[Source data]

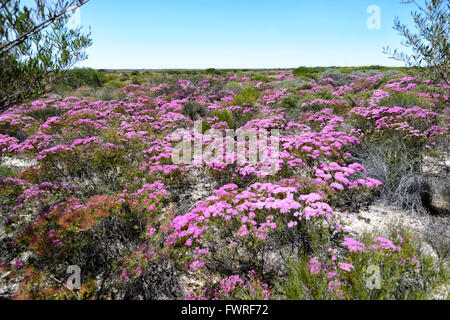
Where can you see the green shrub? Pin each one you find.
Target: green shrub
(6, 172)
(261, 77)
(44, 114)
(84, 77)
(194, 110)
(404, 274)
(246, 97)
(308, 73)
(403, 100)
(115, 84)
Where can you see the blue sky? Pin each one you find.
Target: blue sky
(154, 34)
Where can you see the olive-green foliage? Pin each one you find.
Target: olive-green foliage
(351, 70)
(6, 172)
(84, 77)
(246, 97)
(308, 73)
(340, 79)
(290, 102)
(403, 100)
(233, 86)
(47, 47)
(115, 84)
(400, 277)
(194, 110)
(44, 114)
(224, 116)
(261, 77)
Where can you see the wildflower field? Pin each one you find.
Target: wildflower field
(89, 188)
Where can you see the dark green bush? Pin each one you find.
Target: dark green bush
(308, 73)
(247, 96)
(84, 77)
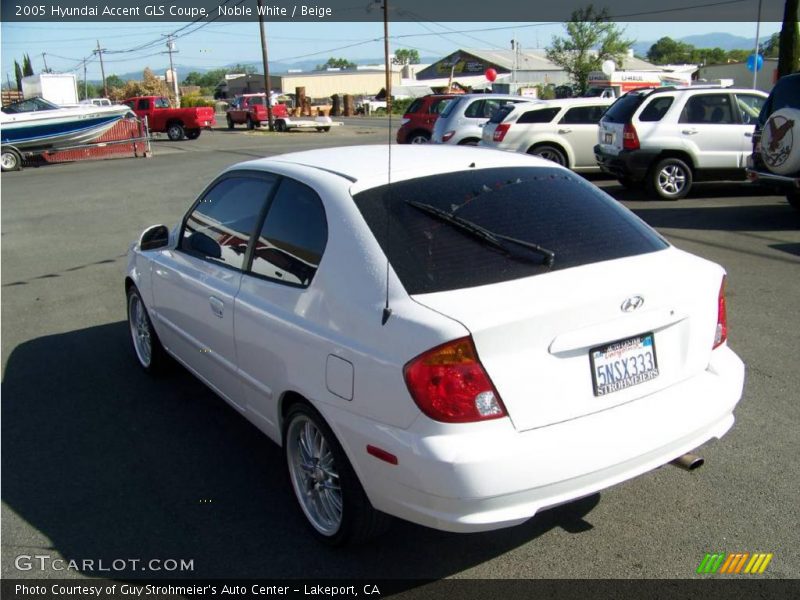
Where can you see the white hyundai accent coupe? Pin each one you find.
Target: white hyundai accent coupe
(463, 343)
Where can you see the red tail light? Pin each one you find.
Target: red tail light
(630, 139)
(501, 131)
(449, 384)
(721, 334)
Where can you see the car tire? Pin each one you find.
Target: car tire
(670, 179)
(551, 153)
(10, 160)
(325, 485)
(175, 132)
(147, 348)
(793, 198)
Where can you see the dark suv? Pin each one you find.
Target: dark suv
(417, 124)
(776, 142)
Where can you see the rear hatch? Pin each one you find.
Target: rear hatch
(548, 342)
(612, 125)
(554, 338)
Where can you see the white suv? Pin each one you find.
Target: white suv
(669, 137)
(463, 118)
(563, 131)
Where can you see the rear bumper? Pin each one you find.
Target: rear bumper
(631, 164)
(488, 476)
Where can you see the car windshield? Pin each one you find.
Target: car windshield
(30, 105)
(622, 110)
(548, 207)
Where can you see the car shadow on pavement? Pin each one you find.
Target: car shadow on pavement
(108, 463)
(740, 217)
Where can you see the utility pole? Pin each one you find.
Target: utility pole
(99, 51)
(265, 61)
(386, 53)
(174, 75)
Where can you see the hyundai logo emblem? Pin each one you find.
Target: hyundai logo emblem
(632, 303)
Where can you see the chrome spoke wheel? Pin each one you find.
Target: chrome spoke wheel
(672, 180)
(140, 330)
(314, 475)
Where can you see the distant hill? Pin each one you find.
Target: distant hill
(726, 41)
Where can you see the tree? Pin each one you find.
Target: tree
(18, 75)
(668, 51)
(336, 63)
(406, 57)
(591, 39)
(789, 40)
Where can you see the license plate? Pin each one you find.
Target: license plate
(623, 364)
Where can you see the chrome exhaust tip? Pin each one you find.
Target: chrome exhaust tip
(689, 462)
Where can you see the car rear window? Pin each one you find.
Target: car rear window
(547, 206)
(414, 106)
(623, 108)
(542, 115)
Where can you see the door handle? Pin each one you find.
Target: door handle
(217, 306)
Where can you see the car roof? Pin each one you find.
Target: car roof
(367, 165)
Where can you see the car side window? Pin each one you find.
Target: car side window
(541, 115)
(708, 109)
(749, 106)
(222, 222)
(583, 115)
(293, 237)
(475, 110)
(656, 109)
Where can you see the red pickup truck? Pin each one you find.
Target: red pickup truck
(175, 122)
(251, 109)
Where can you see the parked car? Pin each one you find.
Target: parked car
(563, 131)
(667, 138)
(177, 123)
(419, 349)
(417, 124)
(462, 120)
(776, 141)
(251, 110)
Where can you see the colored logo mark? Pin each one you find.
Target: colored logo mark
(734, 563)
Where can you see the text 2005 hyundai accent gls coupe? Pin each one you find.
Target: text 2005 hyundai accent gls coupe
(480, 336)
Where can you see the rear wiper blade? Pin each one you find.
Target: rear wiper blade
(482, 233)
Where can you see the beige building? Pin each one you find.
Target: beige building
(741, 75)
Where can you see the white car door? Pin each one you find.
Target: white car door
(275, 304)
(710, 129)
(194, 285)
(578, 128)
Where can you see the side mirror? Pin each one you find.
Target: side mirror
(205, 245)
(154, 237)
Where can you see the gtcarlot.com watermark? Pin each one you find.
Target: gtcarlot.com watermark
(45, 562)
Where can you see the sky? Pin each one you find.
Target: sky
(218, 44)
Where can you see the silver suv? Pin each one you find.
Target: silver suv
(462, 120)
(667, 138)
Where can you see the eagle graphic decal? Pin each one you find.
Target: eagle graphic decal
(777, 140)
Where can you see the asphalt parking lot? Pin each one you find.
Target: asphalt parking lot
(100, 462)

**Goal of the exercise**
Omit the pictures. Print, word for word, the lines from the beginning of the entries above through the line that holds "Where can you see the white hyundai".

**Task solution**
Where can you see the green shrub? Pin each one you find.
Target: green shrub
(6, 172)
(261, 77)
(44, 114)
(84, 77)
(194, 110)
(404, 274)
(246, 97)
(308, 73)
(403, 100)
(115, 84)
Where can you see the blue sky? Pin each one you find.
Target: blue sky
(154, 34)
Where can you see the olive-green foliage? Pin each one you find.
Target: olive-green foliage
(351, 70)
(6, 172)
(84, 77)
(246, 97)
(308, 73)
(340, 79)
(290, 102)
(403, 100)
(233, 86)
(47, 47)
(115, 84)
(400, 277)
(194, 110)
(44, 114)
(224, 116)
(261, 77)
Where can you see the wildflower field? Pin each one you find.
Target: wildflower field
(89, 188)
Where can you see the dark green bush? Pin each one you find.
Target: dark green bush
(308, 73)
(247, 96)
(84, 77)
Where can you see the white hyundai accent coupe? Pin each one you find.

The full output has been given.